_Dataset content_.
• • • • • • •

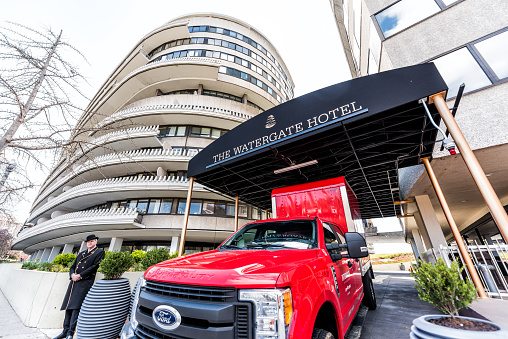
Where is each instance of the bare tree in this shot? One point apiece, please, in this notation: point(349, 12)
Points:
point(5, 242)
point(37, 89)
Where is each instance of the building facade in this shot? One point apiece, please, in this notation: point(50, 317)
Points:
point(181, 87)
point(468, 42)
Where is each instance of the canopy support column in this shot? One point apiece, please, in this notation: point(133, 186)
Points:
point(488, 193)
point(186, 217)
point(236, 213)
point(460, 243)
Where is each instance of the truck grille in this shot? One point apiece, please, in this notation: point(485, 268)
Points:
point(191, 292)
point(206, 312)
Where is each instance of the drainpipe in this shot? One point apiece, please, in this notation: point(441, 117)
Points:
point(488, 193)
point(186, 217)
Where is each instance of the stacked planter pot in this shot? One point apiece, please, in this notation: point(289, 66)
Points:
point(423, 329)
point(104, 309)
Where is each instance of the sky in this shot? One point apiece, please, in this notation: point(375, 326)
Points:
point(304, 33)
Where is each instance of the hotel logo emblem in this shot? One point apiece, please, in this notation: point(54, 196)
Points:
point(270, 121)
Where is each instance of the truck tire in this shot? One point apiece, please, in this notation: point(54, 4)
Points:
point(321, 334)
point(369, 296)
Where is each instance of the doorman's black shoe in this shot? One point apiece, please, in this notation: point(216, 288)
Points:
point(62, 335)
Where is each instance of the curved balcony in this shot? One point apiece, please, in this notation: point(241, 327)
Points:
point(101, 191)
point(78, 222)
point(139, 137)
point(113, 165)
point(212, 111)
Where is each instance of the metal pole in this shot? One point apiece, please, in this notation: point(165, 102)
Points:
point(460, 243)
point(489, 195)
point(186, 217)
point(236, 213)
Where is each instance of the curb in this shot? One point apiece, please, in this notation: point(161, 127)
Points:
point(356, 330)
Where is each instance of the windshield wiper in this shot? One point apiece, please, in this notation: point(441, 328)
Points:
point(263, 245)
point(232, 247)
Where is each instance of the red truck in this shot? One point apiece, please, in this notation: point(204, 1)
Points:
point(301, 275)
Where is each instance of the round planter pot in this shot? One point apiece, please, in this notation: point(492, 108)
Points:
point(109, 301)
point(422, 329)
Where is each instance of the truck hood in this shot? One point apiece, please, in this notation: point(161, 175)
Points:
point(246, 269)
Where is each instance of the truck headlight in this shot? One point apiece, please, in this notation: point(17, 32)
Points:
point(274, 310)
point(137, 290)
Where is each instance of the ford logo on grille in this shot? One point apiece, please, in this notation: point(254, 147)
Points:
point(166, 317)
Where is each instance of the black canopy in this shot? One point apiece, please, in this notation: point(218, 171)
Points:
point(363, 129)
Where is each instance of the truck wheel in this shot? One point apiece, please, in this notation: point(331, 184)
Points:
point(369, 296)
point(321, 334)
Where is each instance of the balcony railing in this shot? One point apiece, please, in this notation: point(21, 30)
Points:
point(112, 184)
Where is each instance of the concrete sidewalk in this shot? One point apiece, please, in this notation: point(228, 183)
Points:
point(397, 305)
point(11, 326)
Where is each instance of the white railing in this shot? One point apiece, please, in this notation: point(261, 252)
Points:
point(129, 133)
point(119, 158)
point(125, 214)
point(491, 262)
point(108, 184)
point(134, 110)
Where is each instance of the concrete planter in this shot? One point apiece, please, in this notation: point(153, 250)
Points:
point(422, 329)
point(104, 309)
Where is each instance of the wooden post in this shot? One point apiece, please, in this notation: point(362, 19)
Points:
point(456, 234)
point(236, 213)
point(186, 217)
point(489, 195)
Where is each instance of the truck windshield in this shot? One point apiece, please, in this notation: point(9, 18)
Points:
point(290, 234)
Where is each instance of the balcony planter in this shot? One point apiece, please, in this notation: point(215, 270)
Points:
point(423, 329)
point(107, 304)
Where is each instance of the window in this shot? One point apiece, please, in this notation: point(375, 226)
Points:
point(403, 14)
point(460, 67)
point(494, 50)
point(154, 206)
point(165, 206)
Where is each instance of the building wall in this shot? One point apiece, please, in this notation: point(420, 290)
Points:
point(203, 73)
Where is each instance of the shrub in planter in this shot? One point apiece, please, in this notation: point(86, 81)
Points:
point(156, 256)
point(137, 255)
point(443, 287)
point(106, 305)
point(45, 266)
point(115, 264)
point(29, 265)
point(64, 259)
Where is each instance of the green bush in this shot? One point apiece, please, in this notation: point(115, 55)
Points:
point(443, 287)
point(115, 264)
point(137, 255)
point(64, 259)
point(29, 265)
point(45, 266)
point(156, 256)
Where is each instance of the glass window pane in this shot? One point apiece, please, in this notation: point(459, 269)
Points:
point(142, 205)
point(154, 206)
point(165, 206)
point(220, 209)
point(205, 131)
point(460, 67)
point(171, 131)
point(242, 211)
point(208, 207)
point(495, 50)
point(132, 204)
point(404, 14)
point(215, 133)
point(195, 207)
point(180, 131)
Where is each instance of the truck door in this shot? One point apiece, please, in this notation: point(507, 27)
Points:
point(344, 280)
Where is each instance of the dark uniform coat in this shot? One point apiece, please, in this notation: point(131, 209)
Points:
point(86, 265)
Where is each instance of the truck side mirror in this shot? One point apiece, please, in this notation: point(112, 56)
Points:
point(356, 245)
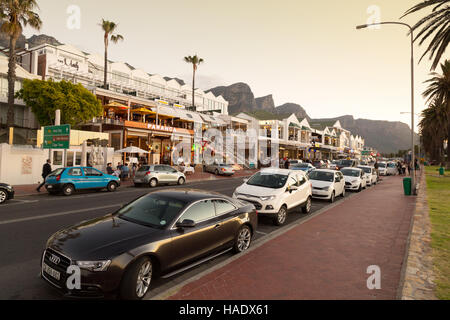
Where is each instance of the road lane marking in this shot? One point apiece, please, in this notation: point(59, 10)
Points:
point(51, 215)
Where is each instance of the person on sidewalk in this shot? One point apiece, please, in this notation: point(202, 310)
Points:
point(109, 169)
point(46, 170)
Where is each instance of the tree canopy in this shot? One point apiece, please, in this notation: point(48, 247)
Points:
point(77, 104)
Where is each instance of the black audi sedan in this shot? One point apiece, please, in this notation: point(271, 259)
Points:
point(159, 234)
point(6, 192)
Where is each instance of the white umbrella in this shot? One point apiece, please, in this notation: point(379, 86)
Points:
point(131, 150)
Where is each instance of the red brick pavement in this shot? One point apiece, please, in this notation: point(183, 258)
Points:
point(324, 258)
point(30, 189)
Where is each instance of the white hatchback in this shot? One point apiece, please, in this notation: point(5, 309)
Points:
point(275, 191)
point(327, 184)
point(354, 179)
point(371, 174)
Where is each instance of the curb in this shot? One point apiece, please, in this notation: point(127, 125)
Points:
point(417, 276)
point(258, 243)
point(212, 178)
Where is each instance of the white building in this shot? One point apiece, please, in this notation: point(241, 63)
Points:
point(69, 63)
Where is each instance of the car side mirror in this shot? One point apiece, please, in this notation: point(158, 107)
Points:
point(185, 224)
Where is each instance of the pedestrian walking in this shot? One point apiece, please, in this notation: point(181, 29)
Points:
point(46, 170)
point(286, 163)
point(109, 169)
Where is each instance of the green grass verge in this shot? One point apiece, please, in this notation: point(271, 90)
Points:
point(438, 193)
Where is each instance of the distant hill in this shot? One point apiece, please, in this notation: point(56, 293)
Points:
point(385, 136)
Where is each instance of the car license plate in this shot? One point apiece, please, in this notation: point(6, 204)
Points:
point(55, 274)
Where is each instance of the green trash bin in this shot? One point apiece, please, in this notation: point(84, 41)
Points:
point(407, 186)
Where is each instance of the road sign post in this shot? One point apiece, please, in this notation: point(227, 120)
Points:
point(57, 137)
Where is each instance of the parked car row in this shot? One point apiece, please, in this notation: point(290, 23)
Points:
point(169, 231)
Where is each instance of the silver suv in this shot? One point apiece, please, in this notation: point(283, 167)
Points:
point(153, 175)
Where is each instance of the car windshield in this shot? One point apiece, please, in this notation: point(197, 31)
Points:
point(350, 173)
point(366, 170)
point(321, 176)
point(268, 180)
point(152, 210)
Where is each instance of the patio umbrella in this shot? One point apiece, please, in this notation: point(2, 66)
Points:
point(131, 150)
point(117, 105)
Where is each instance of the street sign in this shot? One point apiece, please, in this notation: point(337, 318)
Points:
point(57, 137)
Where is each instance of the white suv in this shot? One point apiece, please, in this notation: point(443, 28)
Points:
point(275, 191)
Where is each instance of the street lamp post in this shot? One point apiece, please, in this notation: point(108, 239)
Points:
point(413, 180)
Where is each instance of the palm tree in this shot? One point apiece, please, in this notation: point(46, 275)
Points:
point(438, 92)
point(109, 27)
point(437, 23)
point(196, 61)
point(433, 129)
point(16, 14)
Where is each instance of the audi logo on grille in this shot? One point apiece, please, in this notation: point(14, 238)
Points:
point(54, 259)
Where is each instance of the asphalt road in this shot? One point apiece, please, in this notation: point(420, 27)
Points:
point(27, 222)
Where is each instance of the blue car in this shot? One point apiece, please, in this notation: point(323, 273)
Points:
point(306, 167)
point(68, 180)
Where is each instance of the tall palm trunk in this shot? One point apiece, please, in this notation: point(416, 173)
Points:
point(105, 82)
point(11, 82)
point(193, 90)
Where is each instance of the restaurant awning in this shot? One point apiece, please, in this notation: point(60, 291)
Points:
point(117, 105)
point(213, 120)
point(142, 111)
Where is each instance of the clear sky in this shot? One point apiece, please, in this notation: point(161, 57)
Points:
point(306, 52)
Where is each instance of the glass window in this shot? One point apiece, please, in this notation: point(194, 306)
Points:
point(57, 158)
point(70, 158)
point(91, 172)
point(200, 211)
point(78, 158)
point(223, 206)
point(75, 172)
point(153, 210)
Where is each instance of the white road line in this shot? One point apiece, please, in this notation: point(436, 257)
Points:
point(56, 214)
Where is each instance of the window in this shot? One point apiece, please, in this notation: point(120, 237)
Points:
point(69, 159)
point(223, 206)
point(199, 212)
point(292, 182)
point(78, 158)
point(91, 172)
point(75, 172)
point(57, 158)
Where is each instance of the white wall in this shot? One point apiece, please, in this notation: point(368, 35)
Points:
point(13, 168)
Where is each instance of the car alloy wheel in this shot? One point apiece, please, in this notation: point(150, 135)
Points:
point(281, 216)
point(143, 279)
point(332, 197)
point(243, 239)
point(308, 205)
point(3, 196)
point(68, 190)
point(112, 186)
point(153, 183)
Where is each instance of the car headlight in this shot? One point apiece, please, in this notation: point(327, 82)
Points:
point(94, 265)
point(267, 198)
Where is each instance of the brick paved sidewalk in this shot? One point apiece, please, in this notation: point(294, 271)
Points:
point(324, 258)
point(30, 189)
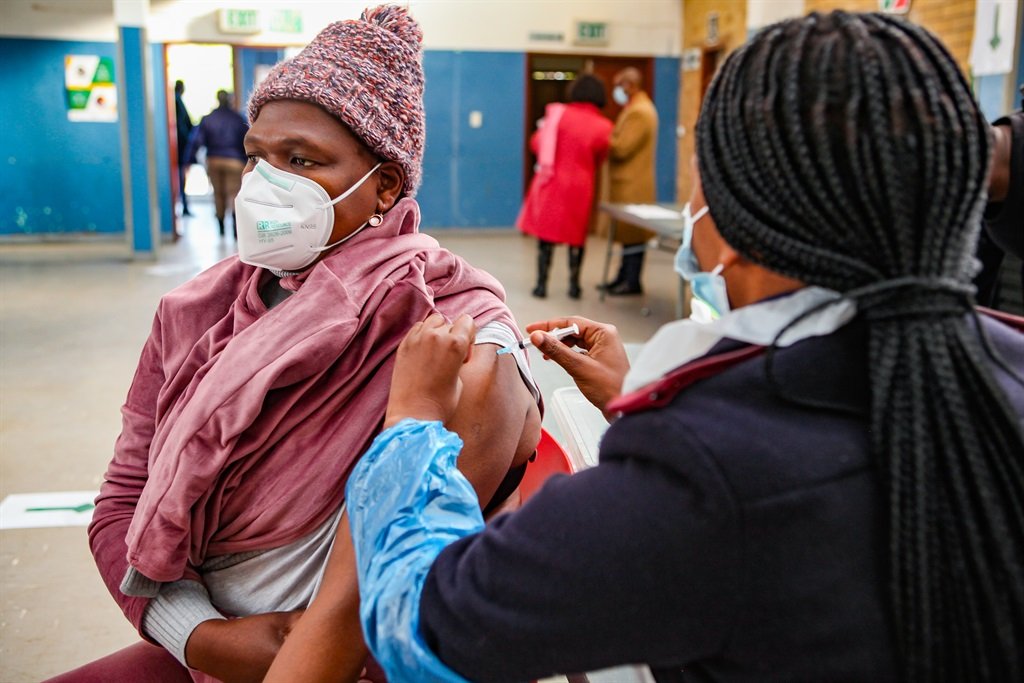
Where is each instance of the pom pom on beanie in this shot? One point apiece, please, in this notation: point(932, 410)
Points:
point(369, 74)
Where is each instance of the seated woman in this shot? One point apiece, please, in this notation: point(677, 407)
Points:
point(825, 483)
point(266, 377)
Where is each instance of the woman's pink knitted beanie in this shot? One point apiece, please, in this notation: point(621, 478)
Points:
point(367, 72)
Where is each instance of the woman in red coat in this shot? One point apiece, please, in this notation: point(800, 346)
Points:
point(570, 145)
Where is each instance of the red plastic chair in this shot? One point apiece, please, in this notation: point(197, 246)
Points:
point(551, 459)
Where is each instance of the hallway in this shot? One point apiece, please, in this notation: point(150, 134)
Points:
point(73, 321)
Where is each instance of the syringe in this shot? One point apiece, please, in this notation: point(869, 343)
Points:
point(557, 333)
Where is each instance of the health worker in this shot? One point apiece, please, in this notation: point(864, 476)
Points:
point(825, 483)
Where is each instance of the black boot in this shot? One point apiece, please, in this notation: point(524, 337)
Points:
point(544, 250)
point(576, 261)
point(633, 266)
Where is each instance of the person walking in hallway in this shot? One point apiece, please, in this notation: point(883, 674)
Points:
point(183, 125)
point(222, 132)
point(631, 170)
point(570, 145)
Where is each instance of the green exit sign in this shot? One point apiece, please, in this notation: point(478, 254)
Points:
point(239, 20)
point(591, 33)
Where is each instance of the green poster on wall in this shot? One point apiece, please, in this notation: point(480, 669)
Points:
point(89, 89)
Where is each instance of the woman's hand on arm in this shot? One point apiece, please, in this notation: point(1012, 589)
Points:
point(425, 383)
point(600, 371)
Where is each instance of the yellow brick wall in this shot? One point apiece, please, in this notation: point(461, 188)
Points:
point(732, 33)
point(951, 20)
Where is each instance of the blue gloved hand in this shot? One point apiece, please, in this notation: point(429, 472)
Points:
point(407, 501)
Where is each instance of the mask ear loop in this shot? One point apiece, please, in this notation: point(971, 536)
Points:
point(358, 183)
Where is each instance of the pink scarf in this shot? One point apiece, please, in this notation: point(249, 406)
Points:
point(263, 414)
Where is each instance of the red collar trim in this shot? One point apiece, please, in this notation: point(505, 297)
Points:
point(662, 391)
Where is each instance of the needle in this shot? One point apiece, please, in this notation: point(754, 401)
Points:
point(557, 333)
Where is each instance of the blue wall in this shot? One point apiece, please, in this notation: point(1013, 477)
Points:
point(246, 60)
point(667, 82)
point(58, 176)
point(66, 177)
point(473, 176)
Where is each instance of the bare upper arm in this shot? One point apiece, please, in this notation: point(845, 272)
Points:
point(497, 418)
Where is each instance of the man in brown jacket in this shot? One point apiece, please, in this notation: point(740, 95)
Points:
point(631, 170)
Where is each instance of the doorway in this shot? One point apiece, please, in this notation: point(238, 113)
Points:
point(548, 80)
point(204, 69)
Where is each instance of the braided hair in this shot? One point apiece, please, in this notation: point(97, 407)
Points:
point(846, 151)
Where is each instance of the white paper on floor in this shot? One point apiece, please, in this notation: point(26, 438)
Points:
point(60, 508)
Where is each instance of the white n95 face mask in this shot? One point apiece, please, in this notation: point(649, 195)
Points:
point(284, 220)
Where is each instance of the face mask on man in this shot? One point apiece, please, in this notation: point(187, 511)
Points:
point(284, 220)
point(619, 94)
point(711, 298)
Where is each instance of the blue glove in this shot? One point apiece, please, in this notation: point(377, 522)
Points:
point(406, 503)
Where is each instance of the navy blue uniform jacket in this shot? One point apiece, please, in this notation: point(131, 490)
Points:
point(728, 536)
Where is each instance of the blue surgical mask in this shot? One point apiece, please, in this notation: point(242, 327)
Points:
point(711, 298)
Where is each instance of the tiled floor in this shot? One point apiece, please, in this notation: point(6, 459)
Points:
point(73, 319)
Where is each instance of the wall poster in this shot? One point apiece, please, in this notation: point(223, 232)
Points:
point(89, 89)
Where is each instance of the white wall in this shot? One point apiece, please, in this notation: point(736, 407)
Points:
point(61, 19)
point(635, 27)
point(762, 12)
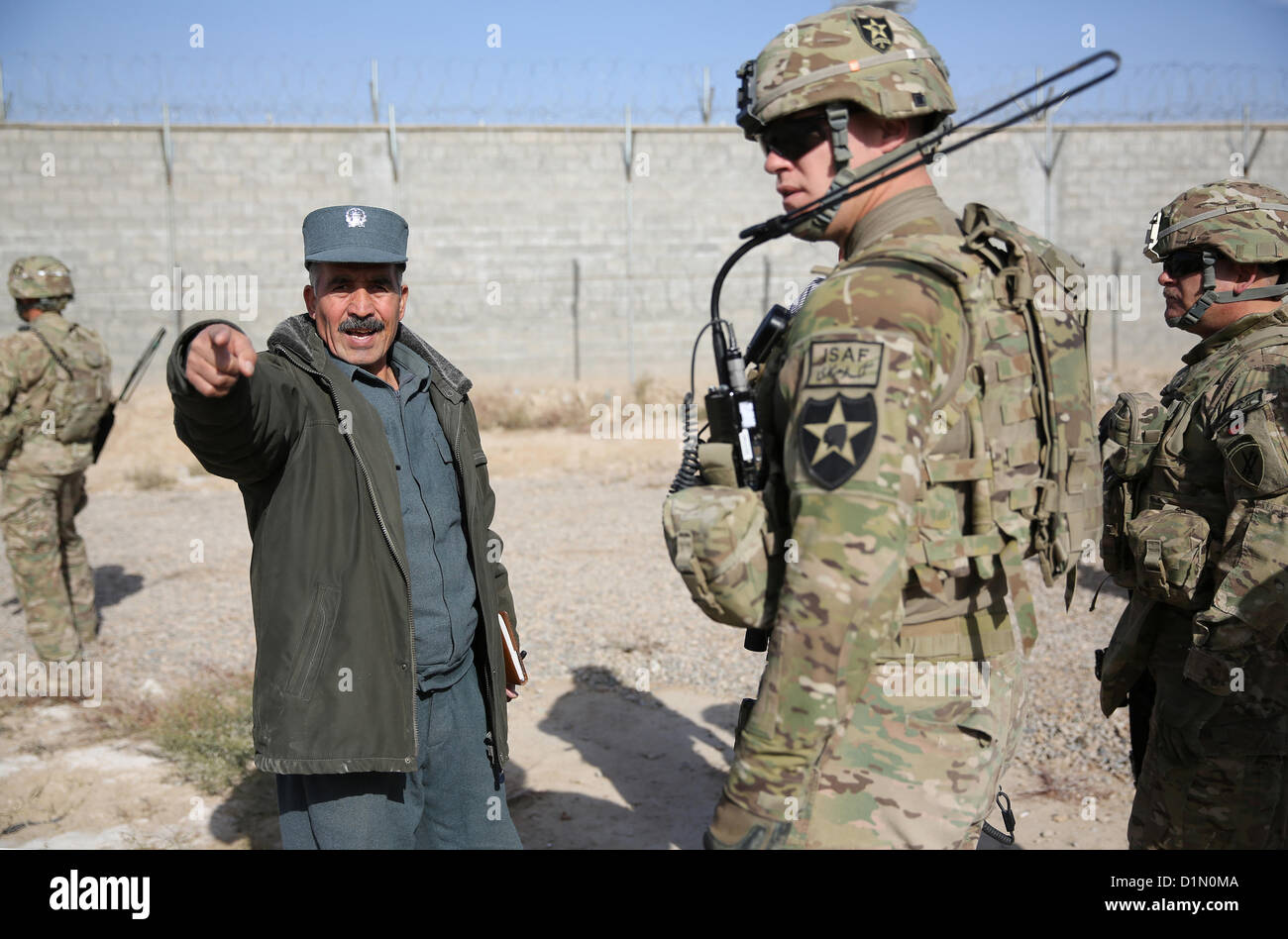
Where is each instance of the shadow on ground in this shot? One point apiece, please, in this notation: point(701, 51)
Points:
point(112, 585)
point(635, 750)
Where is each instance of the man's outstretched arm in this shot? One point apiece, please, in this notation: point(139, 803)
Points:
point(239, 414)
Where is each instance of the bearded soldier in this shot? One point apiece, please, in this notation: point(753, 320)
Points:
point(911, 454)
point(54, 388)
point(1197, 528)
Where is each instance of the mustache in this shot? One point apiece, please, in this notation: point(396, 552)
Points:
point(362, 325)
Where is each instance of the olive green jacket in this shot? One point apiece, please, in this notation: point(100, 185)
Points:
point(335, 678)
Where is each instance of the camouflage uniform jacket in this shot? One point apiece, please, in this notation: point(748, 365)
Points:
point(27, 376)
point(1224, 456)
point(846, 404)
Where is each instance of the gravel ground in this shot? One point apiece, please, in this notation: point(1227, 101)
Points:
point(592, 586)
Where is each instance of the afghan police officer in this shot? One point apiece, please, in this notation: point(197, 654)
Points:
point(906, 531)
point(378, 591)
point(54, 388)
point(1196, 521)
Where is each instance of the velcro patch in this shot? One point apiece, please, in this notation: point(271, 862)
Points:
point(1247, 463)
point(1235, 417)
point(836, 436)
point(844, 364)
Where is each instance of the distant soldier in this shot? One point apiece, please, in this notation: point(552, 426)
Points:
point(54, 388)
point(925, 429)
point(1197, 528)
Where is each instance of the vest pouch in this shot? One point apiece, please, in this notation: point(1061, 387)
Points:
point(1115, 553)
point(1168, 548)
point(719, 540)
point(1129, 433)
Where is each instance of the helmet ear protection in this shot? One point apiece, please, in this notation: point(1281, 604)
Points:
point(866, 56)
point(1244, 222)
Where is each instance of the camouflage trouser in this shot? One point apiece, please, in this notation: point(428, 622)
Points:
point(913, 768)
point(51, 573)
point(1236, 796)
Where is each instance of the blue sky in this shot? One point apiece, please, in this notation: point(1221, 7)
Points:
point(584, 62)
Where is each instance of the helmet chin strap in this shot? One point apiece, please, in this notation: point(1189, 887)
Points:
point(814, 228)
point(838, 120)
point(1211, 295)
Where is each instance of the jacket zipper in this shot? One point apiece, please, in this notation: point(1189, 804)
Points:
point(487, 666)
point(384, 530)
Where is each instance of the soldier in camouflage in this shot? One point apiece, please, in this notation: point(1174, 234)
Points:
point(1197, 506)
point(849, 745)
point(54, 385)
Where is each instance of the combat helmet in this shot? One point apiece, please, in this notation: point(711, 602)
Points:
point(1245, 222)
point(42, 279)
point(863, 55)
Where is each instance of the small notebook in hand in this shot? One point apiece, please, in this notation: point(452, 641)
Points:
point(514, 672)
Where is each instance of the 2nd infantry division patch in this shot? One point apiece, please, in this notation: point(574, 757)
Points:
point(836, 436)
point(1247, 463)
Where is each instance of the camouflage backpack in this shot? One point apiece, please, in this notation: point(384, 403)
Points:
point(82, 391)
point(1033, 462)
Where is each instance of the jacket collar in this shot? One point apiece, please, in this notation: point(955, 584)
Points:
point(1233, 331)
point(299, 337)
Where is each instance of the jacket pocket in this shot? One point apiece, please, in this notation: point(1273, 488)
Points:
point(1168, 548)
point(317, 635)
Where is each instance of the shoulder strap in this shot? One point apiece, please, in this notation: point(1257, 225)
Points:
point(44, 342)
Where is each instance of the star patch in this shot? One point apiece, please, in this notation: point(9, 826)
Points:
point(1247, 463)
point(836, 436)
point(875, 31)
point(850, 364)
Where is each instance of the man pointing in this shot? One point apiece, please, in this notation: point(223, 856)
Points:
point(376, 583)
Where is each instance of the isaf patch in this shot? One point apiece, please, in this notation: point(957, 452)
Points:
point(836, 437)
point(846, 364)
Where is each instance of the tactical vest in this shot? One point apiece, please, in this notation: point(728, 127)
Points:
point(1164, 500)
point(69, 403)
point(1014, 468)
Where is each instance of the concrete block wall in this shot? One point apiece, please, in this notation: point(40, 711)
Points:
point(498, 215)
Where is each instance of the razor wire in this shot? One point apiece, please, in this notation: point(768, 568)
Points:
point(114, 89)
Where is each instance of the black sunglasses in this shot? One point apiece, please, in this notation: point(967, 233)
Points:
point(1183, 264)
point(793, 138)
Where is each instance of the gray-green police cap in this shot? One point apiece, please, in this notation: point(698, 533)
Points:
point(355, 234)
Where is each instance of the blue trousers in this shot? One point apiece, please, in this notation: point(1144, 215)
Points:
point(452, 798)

• • • • • • •

_Given problem_. Reproduce the data above verbatim, beginning with the line containing "Where is each instance of the gray-green" and continuing through the end of the data.

_Full response_.
Where is each instance of the gray-green police cap in this shot? One point apiece, please, in this notation: point(698, 533)
Points:
point(355, 234)
Where is each instance of the blue trousers in this shot? One point apiece, please, in this notation: point(1144, 215)
Points:
point(452, 798)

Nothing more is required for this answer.